## Gereksinimler:
Aşağıdaki metne dayanarak soruları yanıtlayın:
(a) Willy Brandt'ın diz çöküşü hangi tarihte gerçekleşti?
(b) Schmidt'in anlatımına göre asıl yüzleşme neyde ortaya çıkıyor?
(c) Schmidt ve Geiger, Doğu Açılımı siyasetinin kimler tarafından sevilmediğini vurguluyor?

## Alıntılanan Metin:
-*-*-

Ermeni soykırımının 100 yıl dönümünde toplumların ve devletlerin kendi tarihleriyle yüzleşme süreçlerini ve aştıkları engelleri anlamak adına Almanya deneyimini öğrenmek için Friedrich-Ebert-Stiftung-Derneği (FES)Türkiye Temsilcisi Felix Schmidt ve FES Türkiye Temsilcisi Yardımcısı Alexander Geiger ile görüştük.
Schmidt ile Geiger Almanya toplumunun farklı kuşaklarından geliyorlar. Röportaj boyunca konuştuğumuz konulara bakış açıları ve Türkiye’yi okuma biçimlerindeki farklılık da aslında bu nesillerin birer temsili durumunda.
Schmidt söz konusu Almanya’nın 2. Dünya Savaşı ve Yahudi soykırımı ile yüzleşmesi olduğunda toplumun Nazi rejimi tarafından işlenen suçları kabul ettiğini, buna yönelik bir suçluluk duyduğunu söylüyor. Schmidt’in anlatımına göre asıl yüzleşme geniş toplumun bu suçlara iştirakiyle yüzleşmesinde ortaya çıkıyor.
Diğer bir tartışma ise Doğu Açılımı yani “Ostpolitik”. Dönemin Federal Almanya Şansölyesi Willy Brandt’ın 7 Aralık 1970’te Varşova Gettosu Gettosu Anıtı” önünde diz çöküşü tarihin en önemli anlarından biri. Ancak bu olay aynı zamanda Brandt’ın dönemin sosyalist ülkeleriyle ilişki kurma amacını taşıyan Doğu Açılımı “Ostpolitik” in bir adımıydı.
Hem Schmidt hem de Geiger bu siyasetin muhafazakarlar tarafından sevilmediğini çokça eleştirildiğini vurguluyor.
Willy Brandt’ın Varşova Gettosu Anıtı önündeki diz çöküşü çok önemli bir adımdı. Toplumda bu hareket nasıl karşılandı?

-*-*-

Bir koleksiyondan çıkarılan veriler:
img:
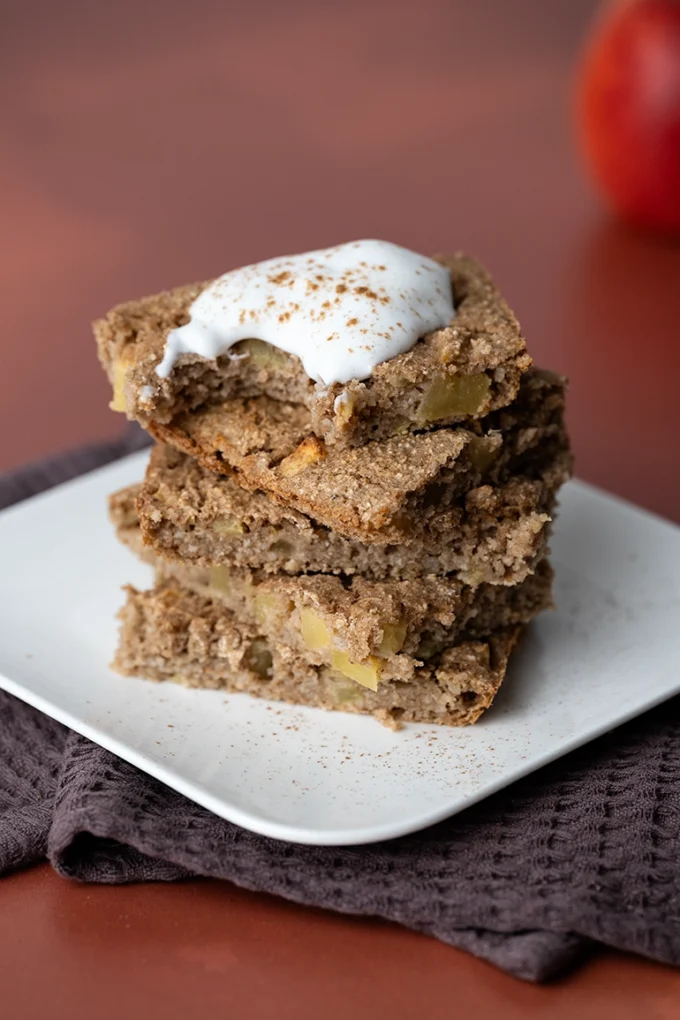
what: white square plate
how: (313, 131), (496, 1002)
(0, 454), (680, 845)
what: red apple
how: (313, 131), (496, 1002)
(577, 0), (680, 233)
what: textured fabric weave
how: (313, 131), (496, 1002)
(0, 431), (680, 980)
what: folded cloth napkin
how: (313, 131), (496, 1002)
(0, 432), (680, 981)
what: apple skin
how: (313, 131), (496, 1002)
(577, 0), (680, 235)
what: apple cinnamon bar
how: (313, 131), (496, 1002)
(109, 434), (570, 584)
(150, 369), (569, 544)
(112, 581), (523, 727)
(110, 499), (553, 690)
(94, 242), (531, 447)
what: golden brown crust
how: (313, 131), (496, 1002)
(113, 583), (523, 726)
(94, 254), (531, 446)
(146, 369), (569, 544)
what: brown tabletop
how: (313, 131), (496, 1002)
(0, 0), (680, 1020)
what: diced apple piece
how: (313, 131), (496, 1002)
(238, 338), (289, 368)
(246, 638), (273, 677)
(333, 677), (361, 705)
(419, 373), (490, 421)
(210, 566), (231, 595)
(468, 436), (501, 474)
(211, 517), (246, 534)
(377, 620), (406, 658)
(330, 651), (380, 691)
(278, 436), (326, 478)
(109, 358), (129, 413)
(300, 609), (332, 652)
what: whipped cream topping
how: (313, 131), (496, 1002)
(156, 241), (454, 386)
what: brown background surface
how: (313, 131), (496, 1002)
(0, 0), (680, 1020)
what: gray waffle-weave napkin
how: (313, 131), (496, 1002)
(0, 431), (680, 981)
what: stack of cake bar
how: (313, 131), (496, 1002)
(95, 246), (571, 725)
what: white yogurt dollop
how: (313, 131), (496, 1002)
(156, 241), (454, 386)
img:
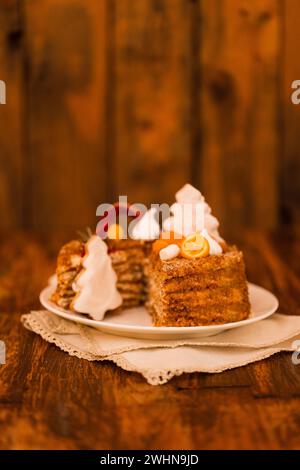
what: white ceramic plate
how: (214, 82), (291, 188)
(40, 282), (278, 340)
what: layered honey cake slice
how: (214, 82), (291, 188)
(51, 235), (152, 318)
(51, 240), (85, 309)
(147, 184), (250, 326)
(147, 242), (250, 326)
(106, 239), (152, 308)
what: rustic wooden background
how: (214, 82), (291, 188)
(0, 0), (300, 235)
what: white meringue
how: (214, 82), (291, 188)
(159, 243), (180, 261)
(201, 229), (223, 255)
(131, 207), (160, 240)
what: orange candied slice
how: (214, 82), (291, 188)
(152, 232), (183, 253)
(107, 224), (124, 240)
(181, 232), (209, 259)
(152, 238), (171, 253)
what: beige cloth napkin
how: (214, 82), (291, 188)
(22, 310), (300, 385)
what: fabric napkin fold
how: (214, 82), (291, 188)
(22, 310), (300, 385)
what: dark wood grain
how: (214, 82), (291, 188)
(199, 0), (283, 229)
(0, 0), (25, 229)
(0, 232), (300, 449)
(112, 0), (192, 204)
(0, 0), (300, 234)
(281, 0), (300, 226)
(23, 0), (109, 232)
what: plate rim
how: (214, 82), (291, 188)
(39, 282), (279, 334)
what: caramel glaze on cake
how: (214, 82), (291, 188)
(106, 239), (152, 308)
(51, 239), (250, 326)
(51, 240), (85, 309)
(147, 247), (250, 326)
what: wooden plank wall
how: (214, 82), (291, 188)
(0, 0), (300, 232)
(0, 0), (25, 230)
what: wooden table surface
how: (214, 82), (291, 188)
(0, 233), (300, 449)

-*-*-

## Tamamlanmış Alıştırma:
(a) 7 Aralık 1970'te.
(b) Geniş toplumun bu suçlara iştirakiyle yüzleşmesinde.
(c) Muhafazakarlar tarafından.